• [What you need to do]
[a] In the reflection on love, what word does the writer use for the way they have recently loved?
[b] Rewrite the reflection on love starting at "You see, tonight" and ending at "complacent, prideful, apathetic.", and switch "Mountains" to "Piles".

++++ Document text

You see, tonight I have picked up a book. Not any book. Really just by chance. A book on a shelf of which many shelves and books exist in the household. Mountains, really. Why this one, probably because I knew nothing about the character. Nonfiction. Something tragic.

Love always draws me close- I want to understand it better. I don’t currently. But a sequence of words regarding love stopped me harshly. And honestly. And I think the word I was thinking of was simply just puny. But punitive sounds more complex, ha. Well, they’re not the same.

Puny is the word to describe the way I have recently loved. Other words- weak, feeble, limp, restricted, insufficient, fear-filled, incapable, pygmy, hiding, complacent, prideful, apathetic.

There’s no use in life to hiding. When my world becomes so small that I’m the center, that complete or even partial control of my life resides in… me… I’ve found that my use for life itself radically diminishes. I wonder often why things feel so… boring? Perhaps it’s because you’re hiding, dear.

Only following into situations that have been pre-conceived as non-threats, controlled social situations, comfort, limited dissonance… those are like my jam, you know. But in the heart of that, things are quite boring. Not saying we should prefer disagreement to beauty, rest, peace, grace, desire, love. But just saying that I am officially convinced we are not created to run away when their perilous opposites come calling. There’s really no right to do so once we know the Creator’s love.        

What started it all was a conversation between two people who love each other.

++++++++
++++ Dataset excerpts

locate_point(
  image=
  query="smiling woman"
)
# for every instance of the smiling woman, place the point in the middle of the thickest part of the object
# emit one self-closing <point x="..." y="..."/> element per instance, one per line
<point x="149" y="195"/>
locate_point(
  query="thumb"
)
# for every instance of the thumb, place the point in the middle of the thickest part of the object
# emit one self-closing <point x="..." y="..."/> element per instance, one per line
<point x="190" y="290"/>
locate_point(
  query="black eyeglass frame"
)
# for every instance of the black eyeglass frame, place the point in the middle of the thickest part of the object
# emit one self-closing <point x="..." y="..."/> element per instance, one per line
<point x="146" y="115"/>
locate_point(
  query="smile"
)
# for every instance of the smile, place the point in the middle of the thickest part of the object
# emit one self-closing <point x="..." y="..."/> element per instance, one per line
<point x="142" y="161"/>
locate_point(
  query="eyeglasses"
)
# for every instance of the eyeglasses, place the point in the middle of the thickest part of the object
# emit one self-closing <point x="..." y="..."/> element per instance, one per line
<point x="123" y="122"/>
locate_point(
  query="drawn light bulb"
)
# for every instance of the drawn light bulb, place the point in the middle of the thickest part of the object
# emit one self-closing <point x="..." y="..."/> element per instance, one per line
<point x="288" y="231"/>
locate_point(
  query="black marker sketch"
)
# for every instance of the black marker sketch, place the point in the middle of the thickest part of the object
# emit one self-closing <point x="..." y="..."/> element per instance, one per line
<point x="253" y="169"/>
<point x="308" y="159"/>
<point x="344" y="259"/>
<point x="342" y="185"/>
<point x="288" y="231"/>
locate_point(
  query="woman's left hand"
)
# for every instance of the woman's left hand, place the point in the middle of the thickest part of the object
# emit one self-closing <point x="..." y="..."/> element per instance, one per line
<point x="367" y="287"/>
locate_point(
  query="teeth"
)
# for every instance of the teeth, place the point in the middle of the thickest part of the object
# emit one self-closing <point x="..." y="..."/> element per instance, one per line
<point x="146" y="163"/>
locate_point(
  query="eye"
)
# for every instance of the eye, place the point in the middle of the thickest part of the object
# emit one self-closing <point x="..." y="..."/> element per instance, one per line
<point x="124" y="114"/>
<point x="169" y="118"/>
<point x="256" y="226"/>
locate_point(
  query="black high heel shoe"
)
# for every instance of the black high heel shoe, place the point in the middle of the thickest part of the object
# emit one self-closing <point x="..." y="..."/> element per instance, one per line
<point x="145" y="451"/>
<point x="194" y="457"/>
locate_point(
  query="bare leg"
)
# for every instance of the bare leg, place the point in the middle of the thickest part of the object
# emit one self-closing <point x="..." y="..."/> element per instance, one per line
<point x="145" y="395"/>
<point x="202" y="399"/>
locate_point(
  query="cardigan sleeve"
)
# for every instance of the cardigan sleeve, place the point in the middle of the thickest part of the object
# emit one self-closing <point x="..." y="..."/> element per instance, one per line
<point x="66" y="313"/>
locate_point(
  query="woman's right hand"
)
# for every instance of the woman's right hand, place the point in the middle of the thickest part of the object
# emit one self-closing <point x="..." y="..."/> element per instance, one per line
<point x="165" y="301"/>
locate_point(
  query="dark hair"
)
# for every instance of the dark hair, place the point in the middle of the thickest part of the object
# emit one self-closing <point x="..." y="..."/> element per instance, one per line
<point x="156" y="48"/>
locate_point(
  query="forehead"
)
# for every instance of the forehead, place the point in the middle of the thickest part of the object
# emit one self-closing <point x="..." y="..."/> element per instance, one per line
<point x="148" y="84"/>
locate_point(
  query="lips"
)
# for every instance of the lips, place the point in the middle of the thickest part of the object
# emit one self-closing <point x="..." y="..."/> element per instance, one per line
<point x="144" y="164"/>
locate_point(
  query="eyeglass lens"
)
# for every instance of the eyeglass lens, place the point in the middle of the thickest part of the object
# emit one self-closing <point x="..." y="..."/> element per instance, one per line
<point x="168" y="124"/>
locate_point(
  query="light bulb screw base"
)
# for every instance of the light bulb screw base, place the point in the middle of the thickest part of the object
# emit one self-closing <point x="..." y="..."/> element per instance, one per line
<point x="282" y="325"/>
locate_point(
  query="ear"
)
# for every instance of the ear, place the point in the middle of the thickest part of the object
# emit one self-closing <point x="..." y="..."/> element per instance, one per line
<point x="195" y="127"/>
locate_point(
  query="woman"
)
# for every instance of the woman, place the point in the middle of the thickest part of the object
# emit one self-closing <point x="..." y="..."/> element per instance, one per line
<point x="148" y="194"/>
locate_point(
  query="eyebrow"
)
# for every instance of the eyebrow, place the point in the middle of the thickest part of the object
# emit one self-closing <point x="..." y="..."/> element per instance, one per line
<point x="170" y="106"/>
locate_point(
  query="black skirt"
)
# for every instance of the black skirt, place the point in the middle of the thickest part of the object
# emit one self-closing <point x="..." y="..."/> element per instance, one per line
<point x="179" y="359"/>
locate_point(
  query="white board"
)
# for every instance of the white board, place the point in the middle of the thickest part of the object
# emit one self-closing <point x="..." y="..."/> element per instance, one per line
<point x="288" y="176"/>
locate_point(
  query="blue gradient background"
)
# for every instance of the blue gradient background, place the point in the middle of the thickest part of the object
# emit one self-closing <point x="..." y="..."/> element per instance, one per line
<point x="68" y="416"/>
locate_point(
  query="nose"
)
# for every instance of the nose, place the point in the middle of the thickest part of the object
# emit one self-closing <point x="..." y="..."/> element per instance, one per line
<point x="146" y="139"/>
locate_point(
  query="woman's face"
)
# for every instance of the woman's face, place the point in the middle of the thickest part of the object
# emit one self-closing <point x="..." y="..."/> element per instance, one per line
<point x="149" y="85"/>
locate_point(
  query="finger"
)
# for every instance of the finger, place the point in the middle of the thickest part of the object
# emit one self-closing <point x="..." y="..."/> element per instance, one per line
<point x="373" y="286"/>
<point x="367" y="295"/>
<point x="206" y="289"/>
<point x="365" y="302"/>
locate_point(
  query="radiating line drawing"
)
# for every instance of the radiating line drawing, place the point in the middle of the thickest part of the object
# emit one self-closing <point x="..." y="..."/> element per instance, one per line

++++++++
++++ Dataset excerpts

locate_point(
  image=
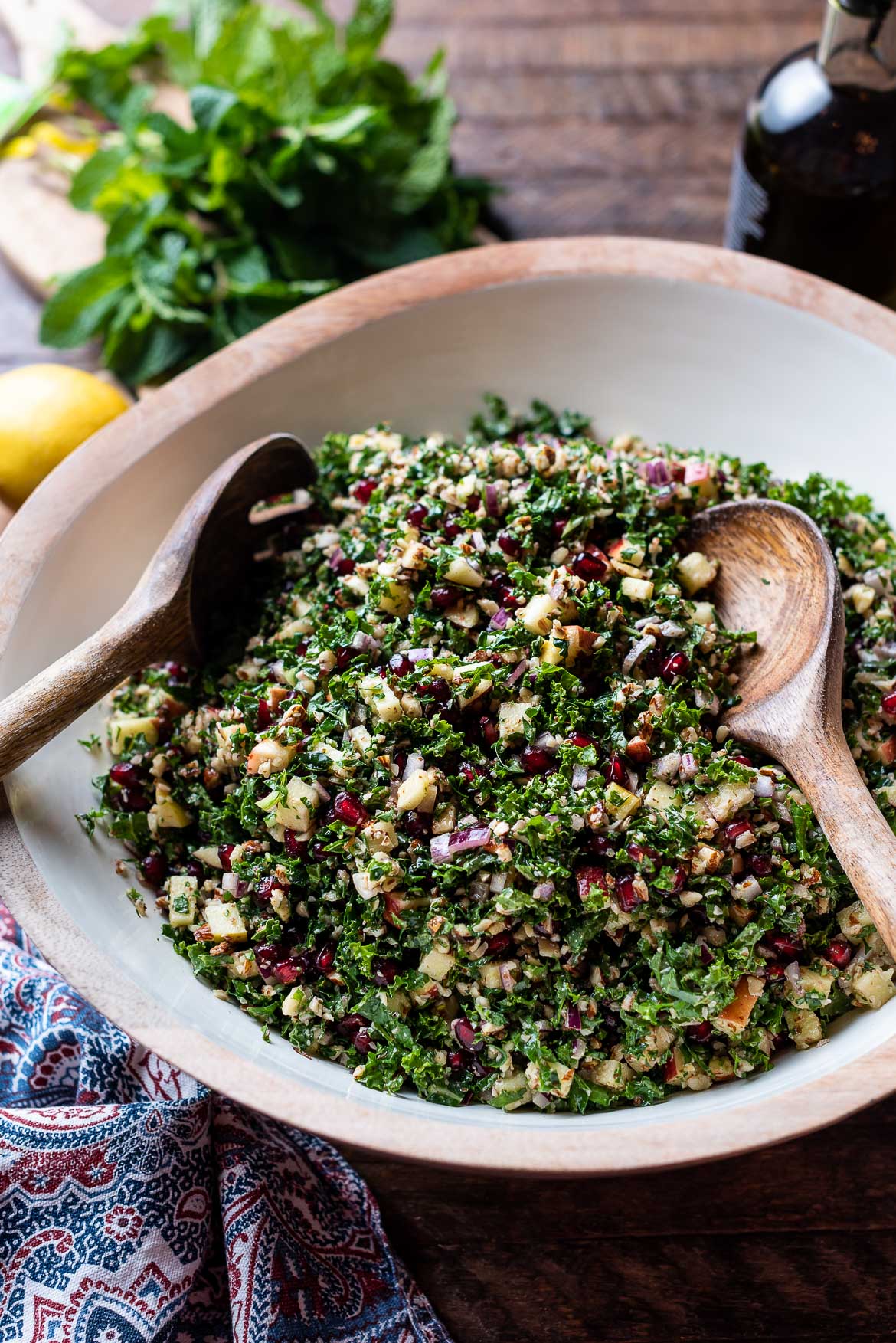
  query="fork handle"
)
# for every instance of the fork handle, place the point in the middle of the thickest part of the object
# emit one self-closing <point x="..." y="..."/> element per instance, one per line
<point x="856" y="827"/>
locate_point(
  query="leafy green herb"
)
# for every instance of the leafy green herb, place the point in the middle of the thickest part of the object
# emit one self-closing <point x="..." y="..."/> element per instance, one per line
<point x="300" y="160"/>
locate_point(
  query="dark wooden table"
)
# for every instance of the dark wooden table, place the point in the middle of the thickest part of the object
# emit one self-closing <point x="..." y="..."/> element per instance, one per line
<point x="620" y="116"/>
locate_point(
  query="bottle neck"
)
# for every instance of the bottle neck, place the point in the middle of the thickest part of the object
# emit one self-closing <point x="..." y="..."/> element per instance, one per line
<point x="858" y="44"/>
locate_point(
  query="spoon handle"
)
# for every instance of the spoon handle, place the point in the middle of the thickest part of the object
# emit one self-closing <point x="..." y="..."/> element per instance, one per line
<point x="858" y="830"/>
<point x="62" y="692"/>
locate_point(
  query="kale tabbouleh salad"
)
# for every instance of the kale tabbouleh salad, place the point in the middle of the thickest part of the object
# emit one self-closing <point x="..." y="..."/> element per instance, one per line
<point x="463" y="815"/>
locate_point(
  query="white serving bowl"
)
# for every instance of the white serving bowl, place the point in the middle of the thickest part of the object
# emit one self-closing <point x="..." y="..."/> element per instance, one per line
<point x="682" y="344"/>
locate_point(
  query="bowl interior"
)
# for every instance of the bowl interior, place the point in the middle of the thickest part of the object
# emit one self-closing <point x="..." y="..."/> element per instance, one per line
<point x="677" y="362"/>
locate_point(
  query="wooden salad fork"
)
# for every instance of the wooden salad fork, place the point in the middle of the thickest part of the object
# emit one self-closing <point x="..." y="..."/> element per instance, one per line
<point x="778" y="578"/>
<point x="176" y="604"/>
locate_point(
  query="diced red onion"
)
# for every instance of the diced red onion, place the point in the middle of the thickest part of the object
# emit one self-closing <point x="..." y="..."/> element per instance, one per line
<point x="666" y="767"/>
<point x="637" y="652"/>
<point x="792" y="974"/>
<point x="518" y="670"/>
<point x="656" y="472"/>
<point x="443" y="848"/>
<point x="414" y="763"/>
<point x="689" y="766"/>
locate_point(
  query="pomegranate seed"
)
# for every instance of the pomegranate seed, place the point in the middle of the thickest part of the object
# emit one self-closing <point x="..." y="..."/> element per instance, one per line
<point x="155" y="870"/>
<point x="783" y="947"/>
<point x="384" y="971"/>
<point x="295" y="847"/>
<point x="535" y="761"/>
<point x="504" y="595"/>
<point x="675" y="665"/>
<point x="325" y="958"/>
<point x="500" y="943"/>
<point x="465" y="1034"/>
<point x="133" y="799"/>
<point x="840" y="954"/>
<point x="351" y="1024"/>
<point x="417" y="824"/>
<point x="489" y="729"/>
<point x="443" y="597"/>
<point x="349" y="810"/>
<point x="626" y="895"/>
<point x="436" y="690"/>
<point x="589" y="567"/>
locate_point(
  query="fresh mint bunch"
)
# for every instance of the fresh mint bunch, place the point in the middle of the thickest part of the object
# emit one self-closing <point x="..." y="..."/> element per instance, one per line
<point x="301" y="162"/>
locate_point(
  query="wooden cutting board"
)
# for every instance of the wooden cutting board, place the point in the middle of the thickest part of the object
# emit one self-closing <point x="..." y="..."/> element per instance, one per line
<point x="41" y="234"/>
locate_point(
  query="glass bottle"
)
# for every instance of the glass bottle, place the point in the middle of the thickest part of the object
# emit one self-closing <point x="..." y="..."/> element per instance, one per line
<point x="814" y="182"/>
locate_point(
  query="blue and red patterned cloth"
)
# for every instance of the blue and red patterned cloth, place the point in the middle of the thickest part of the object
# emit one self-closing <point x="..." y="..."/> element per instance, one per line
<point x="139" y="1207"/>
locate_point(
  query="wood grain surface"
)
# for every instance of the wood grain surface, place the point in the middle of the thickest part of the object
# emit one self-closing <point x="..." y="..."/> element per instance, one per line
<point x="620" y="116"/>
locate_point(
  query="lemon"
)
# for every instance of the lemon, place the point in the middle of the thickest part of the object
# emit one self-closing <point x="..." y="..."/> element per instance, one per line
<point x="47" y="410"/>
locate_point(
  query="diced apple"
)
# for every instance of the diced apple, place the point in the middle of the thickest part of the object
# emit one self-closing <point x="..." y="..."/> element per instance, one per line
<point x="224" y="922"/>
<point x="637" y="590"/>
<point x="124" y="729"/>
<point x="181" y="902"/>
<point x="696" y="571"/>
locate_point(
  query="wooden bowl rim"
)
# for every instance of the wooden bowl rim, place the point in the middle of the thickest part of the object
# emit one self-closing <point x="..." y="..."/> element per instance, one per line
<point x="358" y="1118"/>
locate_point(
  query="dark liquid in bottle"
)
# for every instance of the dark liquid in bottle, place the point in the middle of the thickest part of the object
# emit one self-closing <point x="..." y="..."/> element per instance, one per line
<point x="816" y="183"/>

++++++++

• [Exercise answers]
[a] Puny.

[b]
You see, tonight I have picked up a book. Not any book. Really just by chance. A book on a shelf of which many shelves and books exist in the household. Piles, really. Why this one, probably because I knew nothing about the character. Nonfiction. Something tragic.

Love always draws me close- I want to understand it better. I don’t currently. But a sequence of words regarding love stopped me harshly. And honestly. And I think the word I was thinking of was simply just puny. But punitive sounds more complex, ha. Well, they’re not the same.

Puny is the word to describe the way I have recently loved. Other words- weak, feeble, limp, restricted, insufficient, fear-filled, incapable, pygmy, hiding, complacent, prideful, apathetic.